Document section:

= = = =

Five years ago, Milwaukee Public Schools (MPS) launched an initiative called “Connected Education” in an effort to boost the number of students able to partake of Advanced Placement (AP) courses. More students meant more courses could be offered, but fiscal and personnel constraints prohibited them being offered in the traditional manner. Through a donation, the district received “telepresence systems” and began an experiment in remote learning, the results of which resonate beyond MPS boundaries.
While “telepresence” sounds like a tagline from Popular Mechanics in the 1980s, the system is actually quite advanced. An instructor teaches one group of students in person, as well as a second (and possibly a third) set of students who are connected via video. Enhanced site-to-site cameras and sound equipment, along with interactive widescreen monitors, allow the remote students to interact in real time with the instructor and their fellow pupils, seeking to mimic the environment in which all would be physically together. Analysts Jennifer Darling-Aduana and Carolyn Heinrich of Vanderbilt University examined students enrolled in a telepresence course inside the host school—where the student received instruction in the same location as the teacher most days—versus students who participated remotely and typically received instruction in a different school from the instructor.
The study is quasi-experimental, using data from student and instructor surveys, as well as models that compare students with themselves in alternative years. They have data on nearly 600 students who participated in telepresence courses—of whom about 200 were remote. Compared to the general student population, participants were less like to qualify for free or reduced-priced lunch, to receive special education services, or to be English language learners. They were also more likely to be white and female. The analysis covers three years of data starting in 2015–2016. Seventeen different courses were ultimately offered via Connected Education, several of which were not AP courses.
The program took “connected” seriously. Not only was the technology interactive, but instructors used multiple icebreaker activities and held several in-person Saturday sessions to help build relationships between students. Additionally, the instructors would travel to the remote locations and teach in person several times per semester to have face-to-face interaction with the usually-remote students. Ironically, although we typically envision remote classes as huge lecture-style affairs, class sizes ranged from eight to thirty students, which is in line with district norms for AP courses and the recommendations of the College Board.

= = = =

Provided material:
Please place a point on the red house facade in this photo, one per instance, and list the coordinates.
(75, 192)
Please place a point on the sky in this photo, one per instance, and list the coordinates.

= = = =

Problems and tasks:
1. Translate this sentence from the passage on Milwaukee's telepresence courses into Spanish: "The analysis covers three years of data starting in 2015–2016."
2. From the passage on Milwaukee's telepresence courses, quote word for word the part that opens with the words containing "The program took" and closes with "the College Board.".

Solutions to each task:
1. El análisis abarca tres años de datos a partir de 2015–2016.

2.
The program took “connected” seriously. Not only was the technology interactive, but instructors used multiple icebreaker activities and held several in-person Saturday sessions to help build relationships between students. Additionally, the instructors would travel to the remote locations and teach in person several times per semester to have face-to-face interaction with the usually-remote students. Ironically, although we typically envision remote classes as huge lecture-style affairs, class sizes ranged from eight to thirty students, which is in line with district norms for AP courses and the recommendations of the College Board.